Pointing records
-- START --
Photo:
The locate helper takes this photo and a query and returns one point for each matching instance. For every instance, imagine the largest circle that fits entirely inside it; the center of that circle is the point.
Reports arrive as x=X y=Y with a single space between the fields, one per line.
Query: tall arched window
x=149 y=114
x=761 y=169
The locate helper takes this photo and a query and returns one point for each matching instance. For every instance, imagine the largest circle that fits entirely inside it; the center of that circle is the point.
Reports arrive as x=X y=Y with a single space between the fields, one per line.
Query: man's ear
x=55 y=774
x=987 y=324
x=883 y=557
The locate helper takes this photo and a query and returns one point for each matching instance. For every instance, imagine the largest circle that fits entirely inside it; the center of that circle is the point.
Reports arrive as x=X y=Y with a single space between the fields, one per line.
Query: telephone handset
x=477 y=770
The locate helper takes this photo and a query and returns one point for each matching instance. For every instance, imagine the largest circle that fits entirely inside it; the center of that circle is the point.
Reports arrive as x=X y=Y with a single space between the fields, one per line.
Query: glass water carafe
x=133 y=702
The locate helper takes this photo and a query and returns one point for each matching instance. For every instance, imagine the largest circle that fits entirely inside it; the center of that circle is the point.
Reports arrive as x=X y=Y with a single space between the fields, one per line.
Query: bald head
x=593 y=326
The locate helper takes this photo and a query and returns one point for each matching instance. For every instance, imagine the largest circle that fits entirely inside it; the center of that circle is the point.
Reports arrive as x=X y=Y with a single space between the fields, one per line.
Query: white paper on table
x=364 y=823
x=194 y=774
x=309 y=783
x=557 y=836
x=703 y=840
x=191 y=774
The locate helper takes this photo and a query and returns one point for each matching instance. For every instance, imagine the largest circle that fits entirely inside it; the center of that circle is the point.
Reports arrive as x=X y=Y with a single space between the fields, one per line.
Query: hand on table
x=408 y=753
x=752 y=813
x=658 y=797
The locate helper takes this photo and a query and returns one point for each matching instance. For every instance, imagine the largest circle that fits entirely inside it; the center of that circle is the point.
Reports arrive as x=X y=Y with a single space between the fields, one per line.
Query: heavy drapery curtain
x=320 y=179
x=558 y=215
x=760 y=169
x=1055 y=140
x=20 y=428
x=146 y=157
-- END --
-- START --
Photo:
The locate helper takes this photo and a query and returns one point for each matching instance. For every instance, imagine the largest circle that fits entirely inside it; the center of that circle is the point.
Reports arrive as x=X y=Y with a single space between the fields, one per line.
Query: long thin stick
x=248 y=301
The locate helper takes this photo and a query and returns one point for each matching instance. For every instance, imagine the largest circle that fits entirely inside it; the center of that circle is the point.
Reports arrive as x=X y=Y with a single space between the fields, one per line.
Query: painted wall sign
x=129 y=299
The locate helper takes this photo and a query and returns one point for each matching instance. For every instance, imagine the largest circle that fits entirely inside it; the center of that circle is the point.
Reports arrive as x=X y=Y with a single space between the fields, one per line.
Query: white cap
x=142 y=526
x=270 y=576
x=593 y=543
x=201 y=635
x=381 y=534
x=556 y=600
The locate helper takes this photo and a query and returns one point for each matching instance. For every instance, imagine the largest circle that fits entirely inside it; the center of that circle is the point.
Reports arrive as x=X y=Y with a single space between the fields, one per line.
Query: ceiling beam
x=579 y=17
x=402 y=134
-- END --
Which lines in the records contain the string "table"? Show each of them in full, counting a match only when the case is the same.

Query: white paper on table
Query: hand on table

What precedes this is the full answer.